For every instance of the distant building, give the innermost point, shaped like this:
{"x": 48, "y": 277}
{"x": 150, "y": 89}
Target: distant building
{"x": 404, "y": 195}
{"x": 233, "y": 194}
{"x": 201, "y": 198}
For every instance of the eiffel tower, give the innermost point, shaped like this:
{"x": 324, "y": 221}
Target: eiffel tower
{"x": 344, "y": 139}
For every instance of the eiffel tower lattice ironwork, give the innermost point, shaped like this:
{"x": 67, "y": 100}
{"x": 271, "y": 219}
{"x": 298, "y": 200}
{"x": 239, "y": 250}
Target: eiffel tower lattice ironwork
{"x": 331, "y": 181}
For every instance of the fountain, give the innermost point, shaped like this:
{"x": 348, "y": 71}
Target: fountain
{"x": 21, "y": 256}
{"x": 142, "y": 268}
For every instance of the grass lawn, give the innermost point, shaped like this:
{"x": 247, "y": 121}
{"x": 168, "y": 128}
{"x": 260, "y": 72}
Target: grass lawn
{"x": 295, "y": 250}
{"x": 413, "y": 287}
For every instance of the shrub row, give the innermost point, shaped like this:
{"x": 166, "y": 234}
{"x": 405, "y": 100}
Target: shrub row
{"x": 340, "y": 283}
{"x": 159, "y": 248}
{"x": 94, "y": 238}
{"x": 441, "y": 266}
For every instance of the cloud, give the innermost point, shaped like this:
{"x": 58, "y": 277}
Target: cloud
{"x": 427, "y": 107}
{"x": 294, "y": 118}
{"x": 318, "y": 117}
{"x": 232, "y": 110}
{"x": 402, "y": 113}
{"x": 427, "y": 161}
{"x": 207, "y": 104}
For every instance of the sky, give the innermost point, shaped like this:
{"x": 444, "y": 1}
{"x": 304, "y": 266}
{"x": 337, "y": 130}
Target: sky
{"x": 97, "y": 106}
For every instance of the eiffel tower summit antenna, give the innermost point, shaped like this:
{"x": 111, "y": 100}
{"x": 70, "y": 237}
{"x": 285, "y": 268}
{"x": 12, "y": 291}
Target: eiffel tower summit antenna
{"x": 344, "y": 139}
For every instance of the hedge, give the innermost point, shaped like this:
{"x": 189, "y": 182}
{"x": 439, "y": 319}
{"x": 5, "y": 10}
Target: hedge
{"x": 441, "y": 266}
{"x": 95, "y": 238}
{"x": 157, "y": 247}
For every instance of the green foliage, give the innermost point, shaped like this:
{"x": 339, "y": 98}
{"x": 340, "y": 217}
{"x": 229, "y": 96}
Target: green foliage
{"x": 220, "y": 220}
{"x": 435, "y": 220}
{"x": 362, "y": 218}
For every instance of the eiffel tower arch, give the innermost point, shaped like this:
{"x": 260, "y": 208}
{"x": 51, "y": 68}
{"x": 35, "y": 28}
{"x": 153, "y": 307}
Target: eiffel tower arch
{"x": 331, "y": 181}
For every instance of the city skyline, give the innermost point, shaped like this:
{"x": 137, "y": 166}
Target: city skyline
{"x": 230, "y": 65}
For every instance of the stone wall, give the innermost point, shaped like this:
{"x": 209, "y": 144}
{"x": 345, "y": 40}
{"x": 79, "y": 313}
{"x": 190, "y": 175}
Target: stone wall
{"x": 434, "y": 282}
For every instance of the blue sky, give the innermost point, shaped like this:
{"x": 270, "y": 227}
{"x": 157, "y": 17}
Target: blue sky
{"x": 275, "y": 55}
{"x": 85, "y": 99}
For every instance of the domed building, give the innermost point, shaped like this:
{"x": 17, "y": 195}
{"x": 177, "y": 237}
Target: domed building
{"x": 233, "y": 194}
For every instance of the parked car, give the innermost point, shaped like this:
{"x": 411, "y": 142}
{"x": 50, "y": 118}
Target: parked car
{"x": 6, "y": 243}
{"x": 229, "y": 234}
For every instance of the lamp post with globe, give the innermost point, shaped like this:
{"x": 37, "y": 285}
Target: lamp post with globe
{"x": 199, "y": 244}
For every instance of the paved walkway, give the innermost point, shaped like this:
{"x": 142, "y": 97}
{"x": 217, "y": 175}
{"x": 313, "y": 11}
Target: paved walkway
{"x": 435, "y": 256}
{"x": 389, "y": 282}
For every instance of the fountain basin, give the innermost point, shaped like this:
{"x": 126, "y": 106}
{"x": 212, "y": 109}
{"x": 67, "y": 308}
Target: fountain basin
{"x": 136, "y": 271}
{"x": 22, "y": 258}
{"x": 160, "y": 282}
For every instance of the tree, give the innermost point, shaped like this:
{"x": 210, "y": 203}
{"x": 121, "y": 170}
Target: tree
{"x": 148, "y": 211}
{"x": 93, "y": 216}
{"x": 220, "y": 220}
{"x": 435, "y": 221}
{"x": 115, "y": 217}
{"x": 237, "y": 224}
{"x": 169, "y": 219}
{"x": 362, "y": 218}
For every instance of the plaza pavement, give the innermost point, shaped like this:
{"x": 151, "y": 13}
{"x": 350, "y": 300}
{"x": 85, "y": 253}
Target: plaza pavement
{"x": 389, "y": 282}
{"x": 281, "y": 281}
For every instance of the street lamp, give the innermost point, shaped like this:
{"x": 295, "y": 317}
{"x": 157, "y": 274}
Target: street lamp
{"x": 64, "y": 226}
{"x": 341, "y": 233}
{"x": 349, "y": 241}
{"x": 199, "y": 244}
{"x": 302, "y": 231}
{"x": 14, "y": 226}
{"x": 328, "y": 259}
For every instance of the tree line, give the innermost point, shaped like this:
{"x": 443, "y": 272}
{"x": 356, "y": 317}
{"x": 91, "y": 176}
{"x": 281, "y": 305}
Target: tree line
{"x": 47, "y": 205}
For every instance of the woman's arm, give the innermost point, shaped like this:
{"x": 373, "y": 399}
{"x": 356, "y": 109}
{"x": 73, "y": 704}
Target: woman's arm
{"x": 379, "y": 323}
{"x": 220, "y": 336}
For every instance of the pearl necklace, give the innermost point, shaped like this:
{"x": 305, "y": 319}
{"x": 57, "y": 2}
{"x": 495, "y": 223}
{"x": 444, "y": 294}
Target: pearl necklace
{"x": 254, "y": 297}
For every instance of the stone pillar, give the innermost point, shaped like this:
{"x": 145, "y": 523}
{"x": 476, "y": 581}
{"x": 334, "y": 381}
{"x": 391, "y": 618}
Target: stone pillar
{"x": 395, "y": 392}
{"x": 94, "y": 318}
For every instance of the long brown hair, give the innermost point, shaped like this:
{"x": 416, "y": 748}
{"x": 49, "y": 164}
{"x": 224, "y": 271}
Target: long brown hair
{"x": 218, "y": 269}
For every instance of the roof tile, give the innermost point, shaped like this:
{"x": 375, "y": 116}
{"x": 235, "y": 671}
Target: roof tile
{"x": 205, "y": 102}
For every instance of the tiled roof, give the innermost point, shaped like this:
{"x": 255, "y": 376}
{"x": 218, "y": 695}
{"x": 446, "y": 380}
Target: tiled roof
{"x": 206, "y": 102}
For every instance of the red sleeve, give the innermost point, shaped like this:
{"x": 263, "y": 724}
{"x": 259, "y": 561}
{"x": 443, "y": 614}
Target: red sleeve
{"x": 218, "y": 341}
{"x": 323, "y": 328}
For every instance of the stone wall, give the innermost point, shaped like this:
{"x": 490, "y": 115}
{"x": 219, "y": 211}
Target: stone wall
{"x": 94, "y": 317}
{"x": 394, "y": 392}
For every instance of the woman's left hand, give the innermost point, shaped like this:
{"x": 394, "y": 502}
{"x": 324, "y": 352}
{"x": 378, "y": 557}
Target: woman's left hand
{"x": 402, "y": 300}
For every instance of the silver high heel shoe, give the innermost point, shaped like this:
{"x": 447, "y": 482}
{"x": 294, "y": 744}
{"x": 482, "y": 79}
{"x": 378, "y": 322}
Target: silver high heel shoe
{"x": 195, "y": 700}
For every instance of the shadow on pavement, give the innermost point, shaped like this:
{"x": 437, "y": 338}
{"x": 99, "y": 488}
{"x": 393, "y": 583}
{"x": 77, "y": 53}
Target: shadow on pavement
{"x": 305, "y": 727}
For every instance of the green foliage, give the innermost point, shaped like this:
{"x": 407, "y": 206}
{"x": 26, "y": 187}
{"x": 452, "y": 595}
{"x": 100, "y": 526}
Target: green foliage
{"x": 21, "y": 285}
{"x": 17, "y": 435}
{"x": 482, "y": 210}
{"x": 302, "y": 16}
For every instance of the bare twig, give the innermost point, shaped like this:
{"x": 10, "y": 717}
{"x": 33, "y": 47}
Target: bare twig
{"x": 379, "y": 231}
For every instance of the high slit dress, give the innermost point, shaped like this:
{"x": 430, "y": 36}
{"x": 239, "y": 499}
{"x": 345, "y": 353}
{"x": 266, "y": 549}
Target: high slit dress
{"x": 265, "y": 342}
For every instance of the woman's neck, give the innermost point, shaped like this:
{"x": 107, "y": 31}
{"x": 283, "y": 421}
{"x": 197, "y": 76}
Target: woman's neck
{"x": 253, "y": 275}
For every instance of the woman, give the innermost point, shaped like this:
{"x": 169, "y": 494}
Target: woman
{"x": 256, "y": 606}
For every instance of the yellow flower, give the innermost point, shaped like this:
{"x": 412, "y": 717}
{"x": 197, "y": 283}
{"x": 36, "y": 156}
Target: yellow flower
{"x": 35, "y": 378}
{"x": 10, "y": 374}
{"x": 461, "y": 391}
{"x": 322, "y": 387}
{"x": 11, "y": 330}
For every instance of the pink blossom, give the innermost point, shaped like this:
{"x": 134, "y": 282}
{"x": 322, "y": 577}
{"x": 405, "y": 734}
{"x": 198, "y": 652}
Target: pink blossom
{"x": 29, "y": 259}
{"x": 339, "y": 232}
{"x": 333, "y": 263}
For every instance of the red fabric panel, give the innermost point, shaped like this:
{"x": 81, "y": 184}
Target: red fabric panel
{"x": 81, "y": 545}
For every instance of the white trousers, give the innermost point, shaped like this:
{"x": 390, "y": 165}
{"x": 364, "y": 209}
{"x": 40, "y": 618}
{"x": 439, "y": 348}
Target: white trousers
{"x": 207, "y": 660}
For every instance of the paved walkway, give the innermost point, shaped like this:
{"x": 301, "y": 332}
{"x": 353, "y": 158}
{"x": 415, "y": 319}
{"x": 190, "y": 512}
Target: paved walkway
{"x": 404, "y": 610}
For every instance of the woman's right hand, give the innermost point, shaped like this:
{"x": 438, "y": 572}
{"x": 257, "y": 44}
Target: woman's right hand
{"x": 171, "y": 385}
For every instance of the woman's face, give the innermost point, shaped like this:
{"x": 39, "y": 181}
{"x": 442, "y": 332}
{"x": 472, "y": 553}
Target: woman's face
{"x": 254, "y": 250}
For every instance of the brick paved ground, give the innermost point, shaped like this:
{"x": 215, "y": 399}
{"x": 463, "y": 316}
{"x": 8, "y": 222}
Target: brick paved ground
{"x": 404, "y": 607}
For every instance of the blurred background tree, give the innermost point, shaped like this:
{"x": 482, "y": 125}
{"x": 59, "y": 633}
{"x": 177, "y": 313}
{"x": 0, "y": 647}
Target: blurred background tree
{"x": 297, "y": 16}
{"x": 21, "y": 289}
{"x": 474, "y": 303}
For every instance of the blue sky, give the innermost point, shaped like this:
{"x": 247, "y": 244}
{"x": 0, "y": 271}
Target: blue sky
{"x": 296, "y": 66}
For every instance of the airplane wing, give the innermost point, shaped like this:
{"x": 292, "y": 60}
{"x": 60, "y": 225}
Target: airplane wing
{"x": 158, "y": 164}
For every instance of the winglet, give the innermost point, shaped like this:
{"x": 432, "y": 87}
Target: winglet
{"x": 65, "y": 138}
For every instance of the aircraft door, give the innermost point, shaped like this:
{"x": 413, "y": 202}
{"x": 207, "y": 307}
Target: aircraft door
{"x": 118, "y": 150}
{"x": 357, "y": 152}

▬▬▬▬▬▬

■ AIM
Exact repetition is required for the lines from the one that contains "For every instance of the brick" through the final line; leave out everything else.

■ WORKED SOLUTION
For every instance of the brick paved ground, give the innermost point, shaped like this:
{"x": 215, "y": 399}
{"x": 463, "y": 316}
{"x": 8, "y": 222}
Target: brick paved ground
{"x": 404, "y": 607}
For every instance of the blurred background tree, give the innermost point, shaped like this:
{"x": 482, "y": 125}
{"x": 59, "y": 633}
{"x": 177, "y": 313}
{"x": 0, "y": 647}
Target: blurred background tree
{"x": 297, "y": 16}
{"x": 21, "y": 289}
{"x": 474, "y": 303}
For every instance of the blue sky, give the innermost point, shaped like this:
{"x": 247, "y": 244}
{"x": 0, "y": 271}
Target: blue sky
{"x": 296, "y": 66}
For every instance of the airplane wing, give the innermost point, shaped like this:
{"x": 292, "y": 60}
{"x": 60, "y": 225}
Target: airplane wing
{"x": 158, "y": 164}
For every instance of the winglet, give the innermost point, shaped like this:
{"x": 432, "y": 87}
Target: winglet
{"x": 65, "y": 138}
For every instance of the aircraft door, give the innermost point, shaped like this:
{"x": 413, "y": 202}
{"x": 207, "y": 307}
Target: aircraft door
{"x": 118, "y": 150}
{"x": 357, "y": 152}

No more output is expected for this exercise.